* _Exercise details_
Which lines in the items below contain the word "molding", with case counting? Pick out each one and copy it.

=-=-=-=-=

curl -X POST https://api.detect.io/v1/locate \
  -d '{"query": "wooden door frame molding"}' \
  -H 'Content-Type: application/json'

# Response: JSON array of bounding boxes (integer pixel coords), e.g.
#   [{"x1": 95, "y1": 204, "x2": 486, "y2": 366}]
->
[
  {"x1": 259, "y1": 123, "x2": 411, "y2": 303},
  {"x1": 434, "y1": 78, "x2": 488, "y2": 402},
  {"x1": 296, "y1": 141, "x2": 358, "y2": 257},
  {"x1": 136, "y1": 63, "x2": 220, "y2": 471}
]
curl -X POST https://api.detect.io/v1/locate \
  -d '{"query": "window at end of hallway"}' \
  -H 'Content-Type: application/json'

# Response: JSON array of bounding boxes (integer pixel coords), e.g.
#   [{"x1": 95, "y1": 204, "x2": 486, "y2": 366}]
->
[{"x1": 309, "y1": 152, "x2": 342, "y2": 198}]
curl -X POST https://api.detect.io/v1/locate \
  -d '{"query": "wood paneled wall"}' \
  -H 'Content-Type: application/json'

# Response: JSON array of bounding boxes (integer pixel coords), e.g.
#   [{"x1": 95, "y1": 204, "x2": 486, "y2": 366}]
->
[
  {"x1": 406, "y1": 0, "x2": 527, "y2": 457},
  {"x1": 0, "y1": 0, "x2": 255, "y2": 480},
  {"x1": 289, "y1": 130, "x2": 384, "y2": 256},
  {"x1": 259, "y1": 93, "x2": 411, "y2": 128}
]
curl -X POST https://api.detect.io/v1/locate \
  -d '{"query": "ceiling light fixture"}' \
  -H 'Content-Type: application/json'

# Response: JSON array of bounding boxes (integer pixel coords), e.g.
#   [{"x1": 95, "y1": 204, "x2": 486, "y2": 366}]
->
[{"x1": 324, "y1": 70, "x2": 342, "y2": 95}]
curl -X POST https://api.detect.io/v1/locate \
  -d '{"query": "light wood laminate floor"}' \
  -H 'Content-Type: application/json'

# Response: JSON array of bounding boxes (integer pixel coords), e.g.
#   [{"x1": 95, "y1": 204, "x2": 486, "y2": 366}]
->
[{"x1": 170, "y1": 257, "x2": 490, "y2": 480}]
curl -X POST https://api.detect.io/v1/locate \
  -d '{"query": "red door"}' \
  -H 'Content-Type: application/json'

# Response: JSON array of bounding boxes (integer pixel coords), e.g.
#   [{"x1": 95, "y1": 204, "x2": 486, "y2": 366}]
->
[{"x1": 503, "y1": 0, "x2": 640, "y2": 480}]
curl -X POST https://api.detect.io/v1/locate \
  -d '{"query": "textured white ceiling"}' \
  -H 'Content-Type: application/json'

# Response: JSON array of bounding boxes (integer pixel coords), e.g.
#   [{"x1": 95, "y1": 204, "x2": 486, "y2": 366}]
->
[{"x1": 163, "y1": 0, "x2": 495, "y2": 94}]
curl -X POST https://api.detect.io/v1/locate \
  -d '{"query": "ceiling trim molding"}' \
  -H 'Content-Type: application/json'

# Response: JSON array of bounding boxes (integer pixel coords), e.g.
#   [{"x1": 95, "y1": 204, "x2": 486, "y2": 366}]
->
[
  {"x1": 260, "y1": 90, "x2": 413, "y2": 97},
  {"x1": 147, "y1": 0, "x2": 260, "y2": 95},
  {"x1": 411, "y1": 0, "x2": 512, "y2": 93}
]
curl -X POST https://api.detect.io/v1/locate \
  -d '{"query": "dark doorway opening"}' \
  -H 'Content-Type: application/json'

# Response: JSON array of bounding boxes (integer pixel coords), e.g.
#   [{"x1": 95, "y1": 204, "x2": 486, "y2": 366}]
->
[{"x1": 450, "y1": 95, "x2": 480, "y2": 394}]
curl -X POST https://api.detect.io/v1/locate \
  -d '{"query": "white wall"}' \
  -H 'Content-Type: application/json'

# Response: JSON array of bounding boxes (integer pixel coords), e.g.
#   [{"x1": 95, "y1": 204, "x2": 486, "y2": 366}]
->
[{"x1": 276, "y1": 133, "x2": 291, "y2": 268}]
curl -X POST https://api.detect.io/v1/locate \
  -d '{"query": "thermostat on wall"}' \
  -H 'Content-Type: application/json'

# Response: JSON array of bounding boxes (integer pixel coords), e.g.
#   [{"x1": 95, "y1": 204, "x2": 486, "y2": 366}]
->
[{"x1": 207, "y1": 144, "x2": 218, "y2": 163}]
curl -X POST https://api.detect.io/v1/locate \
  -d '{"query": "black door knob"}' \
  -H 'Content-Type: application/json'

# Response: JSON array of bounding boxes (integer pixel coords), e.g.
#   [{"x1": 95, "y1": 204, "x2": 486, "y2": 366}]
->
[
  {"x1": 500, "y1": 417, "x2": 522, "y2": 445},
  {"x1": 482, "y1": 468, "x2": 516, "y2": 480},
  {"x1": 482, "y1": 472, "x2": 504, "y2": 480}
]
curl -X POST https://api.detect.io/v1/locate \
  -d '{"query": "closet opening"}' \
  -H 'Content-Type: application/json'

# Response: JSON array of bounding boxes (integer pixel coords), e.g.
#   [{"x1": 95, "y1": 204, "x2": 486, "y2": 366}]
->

=-=-=-=-=

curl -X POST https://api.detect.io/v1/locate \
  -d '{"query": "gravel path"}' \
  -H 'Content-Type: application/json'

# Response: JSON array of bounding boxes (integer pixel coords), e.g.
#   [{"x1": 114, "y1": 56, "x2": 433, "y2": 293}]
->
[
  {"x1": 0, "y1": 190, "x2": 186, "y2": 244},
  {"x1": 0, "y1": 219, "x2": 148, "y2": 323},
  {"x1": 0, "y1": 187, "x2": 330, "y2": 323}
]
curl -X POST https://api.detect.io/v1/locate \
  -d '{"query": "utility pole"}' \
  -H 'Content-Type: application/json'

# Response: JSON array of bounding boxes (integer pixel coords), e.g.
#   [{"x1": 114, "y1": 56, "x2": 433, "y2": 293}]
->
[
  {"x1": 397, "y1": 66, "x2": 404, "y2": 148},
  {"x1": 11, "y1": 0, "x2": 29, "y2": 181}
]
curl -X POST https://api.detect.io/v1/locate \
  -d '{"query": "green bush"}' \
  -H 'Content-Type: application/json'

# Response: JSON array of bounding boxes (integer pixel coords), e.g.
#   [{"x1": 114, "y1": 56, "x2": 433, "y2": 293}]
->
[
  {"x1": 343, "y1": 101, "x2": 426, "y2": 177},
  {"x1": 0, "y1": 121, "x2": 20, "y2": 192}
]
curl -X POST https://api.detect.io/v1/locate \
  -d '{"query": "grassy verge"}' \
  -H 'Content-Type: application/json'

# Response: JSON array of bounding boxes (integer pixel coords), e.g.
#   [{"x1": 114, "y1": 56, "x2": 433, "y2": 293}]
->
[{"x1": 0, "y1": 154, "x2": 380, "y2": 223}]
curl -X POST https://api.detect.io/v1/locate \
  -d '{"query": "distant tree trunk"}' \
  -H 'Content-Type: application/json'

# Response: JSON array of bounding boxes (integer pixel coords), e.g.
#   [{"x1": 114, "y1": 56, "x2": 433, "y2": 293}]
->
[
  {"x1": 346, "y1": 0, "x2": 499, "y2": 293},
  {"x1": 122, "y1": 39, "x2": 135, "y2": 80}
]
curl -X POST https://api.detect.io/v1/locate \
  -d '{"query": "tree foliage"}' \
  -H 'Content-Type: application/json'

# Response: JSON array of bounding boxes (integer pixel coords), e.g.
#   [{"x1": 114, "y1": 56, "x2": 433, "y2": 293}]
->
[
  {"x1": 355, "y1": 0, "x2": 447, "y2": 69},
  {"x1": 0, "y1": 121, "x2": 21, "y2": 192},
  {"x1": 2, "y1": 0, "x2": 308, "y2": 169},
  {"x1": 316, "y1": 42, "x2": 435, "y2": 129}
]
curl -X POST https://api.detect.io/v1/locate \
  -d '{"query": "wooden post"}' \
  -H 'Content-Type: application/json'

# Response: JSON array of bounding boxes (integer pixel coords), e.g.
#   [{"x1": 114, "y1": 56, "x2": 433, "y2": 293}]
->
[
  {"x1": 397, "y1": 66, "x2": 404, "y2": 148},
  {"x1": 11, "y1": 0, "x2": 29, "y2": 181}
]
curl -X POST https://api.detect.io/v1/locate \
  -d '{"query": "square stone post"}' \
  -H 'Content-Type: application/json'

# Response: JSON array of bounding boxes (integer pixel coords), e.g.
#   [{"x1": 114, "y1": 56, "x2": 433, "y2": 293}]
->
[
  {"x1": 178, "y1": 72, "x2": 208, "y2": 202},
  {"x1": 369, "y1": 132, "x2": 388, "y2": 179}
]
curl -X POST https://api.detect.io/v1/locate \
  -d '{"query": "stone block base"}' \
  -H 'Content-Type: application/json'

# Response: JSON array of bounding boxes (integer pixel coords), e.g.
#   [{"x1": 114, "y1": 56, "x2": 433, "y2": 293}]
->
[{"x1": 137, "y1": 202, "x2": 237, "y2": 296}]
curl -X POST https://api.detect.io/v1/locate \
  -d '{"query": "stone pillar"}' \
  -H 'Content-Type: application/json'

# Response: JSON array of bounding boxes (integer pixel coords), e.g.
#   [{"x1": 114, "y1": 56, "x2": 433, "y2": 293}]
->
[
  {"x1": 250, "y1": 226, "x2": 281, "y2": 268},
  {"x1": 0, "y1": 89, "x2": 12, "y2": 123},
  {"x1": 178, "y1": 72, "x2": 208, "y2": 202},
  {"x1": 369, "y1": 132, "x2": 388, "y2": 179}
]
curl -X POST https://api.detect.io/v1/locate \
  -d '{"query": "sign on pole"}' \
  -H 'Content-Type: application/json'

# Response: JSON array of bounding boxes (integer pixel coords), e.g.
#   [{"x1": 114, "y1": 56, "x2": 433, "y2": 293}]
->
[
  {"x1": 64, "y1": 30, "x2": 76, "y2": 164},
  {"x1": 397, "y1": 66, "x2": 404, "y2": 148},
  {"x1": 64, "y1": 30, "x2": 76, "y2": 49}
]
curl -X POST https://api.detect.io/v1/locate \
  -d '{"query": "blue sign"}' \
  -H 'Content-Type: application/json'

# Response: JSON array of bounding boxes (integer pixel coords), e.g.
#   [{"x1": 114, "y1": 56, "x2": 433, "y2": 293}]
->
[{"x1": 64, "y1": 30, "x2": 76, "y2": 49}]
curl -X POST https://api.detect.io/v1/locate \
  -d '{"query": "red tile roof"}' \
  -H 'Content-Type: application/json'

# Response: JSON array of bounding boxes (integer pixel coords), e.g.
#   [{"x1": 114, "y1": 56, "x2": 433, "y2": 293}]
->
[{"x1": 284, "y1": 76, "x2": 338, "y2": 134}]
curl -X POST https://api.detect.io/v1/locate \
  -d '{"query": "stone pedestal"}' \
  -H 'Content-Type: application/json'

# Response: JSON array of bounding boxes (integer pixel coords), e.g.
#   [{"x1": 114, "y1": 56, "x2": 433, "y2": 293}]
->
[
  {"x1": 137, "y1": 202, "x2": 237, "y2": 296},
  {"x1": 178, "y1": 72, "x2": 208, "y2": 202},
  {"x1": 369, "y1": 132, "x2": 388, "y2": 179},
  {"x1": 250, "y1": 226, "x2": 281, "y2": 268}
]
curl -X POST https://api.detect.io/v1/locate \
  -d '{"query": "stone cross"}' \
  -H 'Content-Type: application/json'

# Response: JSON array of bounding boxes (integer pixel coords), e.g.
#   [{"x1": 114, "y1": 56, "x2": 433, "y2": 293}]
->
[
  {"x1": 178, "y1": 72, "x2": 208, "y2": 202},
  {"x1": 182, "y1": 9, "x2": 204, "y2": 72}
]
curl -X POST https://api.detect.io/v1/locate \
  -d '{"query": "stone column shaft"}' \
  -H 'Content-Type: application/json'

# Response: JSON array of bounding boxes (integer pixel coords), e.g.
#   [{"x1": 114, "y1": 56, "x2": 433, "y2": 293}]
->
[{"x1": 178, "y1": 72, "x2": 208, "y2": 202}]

=-=-=-=-=

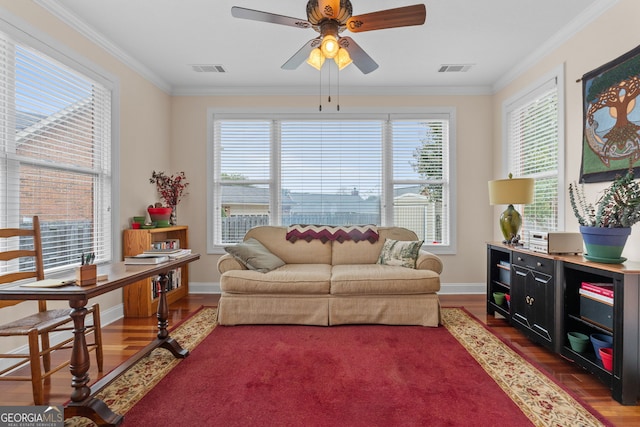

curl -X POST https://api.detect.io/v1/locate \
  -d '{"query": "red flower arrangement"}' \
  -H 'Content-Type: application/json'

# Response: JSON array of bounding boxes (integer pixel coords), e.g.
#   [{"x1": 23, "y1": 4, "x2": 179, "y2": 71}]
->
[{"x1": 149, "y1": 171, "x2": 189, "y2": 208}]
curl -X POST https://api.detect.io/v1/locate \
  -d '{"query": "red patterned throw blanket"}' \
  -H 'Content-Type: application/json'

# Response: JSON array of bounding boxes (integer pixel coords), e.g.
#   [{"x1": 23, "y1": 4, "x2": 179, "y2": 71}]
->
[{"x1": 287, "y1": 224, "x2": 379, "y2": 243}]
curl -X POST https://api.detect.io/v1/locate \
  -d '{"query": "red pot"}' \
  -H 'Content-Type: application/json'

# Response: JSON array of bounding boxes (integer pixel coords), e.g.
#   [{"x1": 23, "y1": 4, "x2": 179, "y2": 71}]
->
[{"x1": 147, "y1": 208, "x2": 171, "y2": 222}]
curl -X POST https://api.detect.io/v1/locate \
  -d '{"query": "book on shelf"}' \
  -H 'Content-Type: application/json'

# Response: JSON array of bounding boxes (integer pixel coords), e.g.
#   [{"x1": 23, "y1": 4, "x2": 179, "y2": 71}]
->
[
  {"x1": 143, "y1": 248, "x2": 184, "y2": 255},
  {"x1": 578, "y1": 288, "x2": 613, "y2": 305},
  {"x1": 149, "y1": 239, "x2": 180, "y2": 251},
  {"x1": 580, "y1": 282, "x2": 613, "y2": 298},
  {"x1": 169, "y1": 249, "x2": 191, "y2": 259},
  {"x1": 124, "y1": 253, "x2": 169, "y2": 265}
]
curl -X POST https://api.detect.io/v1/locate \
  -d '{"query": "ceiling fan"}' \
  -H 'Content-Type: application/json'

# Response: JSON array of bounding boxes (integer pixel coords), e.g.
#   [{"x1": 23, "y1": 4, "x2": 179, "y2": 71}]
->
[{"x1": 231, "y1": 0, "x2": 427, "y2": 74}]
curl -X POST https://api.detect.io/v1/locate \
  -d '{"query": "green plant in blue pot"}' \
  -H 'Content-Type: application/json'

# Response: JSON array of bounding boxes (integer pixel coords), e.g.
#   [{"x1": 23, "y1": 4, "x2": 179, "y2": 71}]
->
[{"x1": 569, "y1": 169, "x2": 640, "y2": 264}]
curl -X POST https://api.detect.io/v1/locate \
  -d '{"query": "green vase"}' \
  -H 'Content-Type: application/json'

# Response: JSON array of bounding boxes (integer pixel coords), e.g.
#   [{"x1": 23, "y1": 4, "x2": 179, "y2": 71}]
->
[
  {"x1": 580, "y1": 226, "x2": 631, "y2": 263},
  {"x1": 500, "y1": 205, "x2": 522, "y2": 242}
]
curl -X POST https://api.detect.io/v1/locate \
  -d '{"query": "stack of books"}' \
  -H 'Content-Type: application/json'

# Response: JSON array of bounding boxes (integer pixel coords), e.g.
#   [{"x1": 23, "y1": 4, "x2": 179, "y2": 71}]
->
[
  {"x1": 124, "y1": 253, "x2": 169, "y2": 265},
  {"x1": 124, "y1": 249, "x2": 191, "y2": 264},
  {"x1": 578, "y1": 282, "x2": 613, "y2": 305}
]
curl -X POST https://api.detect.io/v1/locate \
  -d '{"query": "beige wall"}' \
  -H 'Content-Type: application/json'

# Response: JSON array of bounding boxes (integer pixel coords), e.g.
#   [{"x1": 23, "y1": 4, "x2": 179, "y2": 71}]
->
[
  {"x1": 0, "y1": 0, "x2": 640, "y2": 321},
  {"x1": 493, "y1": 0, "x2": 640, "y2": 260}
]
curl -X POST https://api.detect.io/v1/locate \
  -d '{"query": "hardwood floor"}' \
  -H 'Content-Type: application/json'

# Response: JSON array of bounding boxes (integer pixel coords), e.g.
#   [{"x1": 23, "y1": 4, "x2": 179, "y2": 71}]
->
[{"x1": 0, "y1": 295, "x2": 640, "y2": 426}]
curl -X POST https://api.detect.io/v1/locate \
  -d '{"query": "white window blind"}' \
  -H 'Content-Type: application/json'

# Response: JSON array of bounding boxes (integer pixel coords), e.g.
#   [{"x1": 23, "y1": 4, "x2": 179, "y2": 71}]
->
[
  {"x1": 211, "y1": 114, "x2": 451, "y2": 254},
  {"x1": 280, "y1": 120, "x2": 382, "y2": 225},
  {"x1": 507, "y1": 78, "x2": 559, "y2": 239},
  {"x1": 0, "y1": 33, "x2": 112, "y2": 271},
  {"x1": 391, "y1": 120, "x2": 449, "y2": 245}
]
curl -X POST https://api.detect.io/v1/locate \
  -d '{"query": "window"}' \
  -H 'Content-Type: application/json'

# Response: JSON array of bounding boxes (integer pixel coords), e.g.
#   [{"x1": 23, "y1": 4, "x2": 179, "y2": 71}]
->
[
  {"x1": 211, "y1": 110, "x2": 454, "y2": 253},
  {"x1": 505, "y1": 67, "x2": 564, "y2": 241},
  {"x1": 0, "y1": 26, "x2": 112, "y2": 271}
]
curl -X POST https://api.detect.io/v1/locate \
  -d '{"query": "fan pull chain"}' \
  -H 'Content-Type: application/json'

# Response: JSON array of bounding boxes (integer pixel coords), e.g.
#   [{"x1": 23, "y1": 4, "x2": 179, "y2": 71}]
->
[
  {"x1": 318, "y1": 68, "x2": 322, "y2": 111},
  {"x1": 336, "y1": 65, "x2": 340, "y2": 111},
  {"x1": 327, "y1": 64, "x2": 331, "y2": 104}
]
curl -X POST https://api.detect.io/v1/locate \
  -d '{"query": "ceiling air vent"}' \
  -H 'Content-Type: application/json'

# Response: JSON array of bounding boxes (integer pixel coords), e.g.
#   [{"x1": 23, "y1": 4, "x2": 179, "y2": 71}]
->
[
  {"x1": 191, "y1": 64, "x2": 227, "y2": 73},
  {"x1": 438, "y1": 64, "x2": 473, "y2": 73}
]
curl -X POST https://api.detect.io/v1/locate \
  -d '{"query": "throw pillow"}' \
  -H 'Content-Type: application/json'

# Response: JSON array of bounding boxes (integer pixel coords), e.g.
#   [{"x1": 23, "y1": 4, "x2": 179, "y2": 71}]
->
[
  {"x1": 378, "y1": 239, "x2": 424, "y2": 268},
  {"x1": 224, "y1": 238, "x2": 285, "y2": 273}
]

=-=-=-=-=

* _Reply to the exercise_
  -d '{"query": "wooden door frame molding"}' \
  -d '{"query": "ceiling trim molding"}' \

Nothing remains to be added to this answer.